Томас Манн
Шрифт:
Мог ли он предположить, что политические события снова приведут к перелому в их отношениях, но что на этот раз терпимое сосуществование сменится не распрей, а товариществом в борьбе против общего смертельного врага, перед лицом которого обоим будет уже не до литературных разногласий и личных обид? К тому времени, когда Томаса Манна нацисты официально лишили германского подданства, Генрих, чье имя они вставили в список отлученных гораздо раньше, в первые же месяцы после своего прихода к власти, успел выпустить за границей два сборника антифашистских публицистических статей. В 1935 году Генрих вместе с Иоганнесом Бехером возглавил немецкую писательскую делегацию на Парижском международном конгрессе в защиту культуры. О Генрихе Манне Геббельс в годы войны сказал, что он принес нацистам больше бед, чем целая армия. Да, в тридцатые годы оба брата стали духовными вождями антифашистской эмиграции, и дальнейшая история их братства, в общем-то, осуществила, хотя и в «омраченном реальностью» виде — ведь оба так и кончили жизнь эмигрантами, а Генрих к тому же вдовцом и в стесненных материальных условиях, — упрямую мечту Томаса о родственной близости, о душевном союзе, о нравственной взаимоподдержке.
· · · ·
ЗАДАНИЯ
1. Вместе с кем Генрих Манн, согласно отрывку о братьях Манн, возглавил немецкую писательскую делегацию на Парижском международном конгрессе в защиту культуры в 1935 году?
2. Продолжите отрывок о братьях Манн, начав сразу после его последнего предложения.
· · · ·
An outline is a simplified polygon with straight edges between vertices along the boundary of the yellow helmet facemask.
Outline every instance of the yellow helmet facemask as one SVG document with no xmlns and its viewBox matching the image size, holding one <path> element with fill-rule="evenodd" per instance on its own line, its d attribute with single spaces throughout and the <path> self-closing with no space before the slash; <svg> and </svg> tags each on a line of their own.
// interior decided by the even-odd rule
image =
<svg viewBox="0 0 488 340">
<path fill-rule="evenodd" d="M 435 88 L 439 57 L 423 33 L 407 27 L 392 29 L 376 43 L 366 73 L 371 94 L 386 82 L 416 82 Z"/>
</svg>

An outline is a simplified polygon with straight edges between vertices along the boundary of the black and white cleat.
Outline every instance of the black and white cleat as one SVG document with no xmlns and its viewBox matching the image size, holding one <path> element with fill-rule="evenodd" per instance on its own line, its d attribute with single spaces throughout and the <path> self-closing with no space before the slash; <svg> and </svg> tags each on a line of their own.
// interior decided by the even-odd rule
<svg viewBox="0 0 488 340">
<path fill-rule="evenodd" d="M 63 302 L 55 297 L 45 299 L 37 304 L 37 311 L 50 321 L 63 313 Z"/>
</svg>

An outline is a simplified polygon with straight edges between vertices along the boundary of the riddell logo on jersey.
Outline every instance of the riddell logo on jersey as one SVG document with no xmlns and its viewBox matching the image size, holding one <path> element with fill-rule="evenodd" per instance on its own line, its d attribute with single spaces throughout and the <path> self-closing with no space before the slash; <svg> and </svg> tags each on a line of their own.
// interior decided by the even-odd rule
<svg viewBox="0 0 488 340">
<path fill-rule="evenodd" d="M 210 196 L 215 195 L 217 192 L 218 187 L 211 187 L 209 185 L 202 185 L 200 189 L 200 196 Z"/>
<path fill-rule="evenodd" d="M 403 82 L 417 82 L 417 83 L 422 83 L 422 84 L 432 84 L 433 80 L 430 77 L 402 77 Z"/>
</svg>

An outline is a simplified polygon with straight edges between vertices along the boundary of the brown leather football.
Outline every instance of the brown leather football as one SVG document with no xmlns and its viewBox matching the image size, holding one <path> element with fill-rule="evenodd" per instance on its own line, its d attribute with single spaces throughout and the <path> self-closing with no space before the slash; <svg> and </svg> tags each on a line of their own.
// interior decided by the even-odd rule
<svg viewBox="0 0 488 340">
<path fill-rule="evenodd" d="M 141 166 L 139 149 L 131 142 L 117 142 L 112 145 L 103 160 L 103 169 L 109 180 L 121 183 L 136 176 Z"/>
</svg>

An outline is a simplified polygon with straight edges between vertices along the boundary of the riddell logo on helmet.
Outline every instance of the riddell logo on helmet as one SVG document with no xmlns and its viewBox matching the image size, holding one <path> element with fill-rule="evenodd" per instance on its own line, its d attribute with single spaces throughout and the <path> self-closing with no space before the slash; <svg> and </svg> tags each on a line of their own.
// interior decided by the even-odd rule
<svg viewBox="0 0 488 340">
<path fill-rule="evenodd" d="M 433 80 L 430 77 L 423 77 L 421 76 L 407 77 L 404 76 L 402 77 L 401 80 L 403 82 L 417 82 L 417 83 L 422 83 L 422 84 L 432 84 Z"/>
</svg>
· · · ·
ОТВЕТЫ К ЗАДАНИЯМ
1. Вместе с Иоганнесом Бехером.

2.
И в заключение — несколько
В 1938 году старший брат послал младшему свой роман «Генрих IV» с надписью: «Единственному, кто мне близок». В сороковые годы он подарил ему другую свою книгу с посвящением: «Моему великому брату, который написал «Доктора Фаустуса». Тогда же, незадолго до своей смерти, он после очередной беседы с братом сказал своей племяннице Эрике, отвозившей его на машине домой: «С твоим отцом мы теперь в вопросах политики действительно сходимся. Только он немножко радикальней, чем я». «Это прозвучало бесконечно комично, — прокомментировал Томас признание брата, — но имел он в виду наше отношение к Германии... на которую он зол меньше, чем я, по той простой причине, что он раньше знал, что к чему, и был защищен от разочарований». А в мае 1955 года, через пять лет после смерти Генриха и за три месяца до собственной смерти, Томас Манн, увидав в Веймаре, куда он приехал на шиллеровские торжества, свои книги, лежащими рядом с книгами брата, кивнул одобрительно головой и сказал: «Это прекрасно, это правильно. Наконец-то видят: мы связаны друг с другом».
В разладе с собой и с миром
Стоит сегодня написать дату 1914 — и ассоциации читателя уже предопределены. Даже у тех, кто знает ее не по учебникам истории, не по бесчисленным отголоскам в печатных строках, не по рассказам старших, даже у тех, кто может сказать: «Я тогда жил, это было при мне», цифра 1914 вызовет сегодня в памяти, наверно, прежде всего разгар лета, выстрелы в Сараеве, мобилизацию, начало войны. А о зиме или весне 1914-го уже мало кто вспомнит.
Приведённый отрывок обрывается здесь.